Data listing
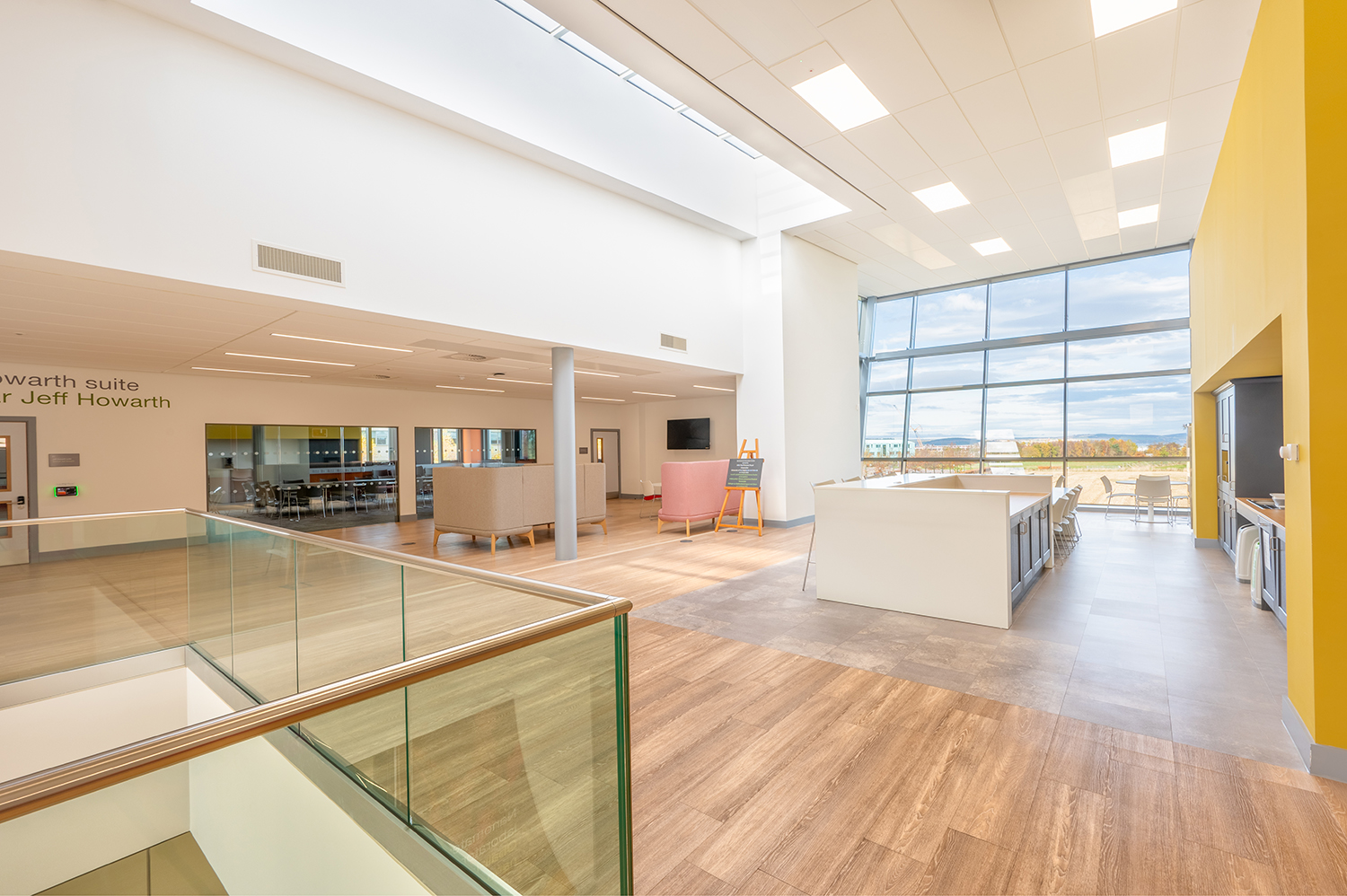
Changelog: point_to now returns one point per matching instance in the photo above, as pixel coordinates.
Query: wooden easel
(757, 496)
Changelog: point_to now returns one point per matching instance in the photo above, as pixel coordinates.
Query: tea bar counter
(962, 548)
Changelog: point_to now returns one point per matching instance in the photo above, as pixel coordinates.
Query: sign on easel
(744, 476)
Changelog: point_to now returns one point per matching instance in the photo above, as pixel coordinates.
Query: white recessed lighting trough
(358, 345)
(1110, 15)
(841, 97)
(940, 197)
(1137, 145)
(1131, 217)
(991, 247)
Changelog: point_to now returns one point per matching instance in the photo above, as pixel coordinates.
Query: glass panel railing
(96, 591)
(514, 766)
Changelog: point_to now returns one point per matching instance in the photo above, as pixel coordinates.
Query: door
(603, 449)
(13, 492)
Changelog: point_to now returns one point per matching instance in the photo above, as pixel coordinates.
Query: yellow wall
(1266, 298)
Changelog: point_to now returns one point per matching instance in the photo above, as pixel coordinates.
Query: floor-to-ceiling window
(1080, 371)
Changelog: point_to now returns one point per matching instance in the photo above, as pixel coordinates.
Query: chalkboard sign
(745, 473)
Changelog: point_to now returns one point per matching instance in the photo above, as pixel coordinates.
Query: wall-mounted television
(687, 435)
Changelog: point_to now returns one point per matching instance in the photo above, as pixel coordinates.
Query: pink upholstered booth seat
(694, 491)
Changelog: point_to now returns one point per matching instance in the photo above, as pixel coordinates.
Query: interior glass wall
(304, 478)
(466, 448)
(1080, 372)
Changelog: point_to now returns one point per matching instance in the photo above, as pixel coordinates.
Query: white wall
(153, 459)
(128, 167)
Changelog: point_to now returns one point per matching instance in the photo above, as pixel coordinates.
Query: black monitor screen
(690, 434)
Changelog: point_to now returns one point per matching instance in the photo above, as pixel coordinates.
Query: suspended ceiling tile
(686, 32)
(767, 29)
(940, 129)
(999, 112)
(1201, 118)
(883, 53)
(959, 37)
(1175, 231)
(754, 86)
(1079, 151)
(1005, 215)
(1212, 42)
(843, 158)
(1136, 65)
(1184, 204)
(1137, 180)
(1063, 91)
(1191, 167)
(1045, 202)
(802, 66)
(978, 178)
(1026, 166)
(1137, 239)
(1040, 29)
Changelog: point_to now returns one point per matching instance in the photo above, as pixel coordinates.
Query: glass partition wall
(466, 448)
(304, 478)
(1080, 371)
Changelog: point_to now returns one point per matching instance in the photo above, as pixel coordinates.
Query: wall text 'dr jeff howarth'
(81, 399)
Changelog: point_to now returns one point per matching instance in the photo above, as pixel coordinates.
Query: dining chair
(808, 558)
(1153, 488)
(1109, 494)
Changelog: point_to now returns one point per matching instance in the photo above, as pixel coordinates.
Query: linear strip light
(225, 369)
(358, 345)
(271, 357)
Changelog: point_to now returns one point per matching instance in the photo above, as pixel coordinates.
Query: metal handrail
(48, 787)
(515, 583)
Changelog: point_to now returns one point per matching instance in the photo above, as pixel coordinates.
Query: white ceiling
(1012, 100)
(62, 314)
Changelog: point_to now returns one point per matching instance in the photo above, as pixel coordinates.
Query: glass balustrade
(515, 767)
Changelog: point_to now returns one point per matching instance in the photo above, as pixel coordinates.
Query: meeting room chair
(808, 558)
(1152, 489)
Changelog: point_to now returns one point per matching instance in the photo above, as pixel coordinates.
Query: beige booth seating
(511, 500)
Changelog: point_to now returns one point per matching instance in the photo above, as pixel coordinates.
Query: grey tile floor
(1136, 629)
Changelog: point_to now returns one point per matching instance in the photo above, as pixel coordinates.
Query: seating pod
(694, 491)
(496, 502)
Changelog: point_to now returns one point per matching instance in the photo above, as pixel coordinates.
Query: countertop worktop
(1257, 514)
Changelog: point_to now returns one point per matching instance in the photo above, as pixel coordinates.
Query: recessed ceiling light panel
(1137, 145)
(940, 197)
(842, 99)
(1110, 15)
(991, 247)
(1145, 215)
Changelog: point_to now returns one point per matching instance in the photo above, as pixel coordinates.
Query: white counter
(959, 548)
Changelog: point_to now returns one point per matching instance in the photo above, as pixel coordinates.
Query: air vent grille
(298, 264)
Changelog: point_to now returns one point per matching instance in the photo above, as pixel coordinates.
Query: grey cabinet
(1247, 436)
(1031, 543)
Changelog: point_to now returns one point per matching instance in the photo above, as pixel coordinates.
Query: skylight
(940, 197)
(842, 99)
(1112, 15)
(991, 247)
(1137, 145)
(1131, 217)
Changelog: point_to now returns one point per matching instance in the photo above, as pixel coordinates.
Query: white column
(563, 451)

- _Problem_
Find each line in the entries above that contains the word "wall", and copy those lines out.

- _Completed task_
Query: yellow wall
Query: wall-mounted television
Query: interior glass wall
Query: white wall
Query: glass partition wall
Query: wall text 'dr jeff howarth'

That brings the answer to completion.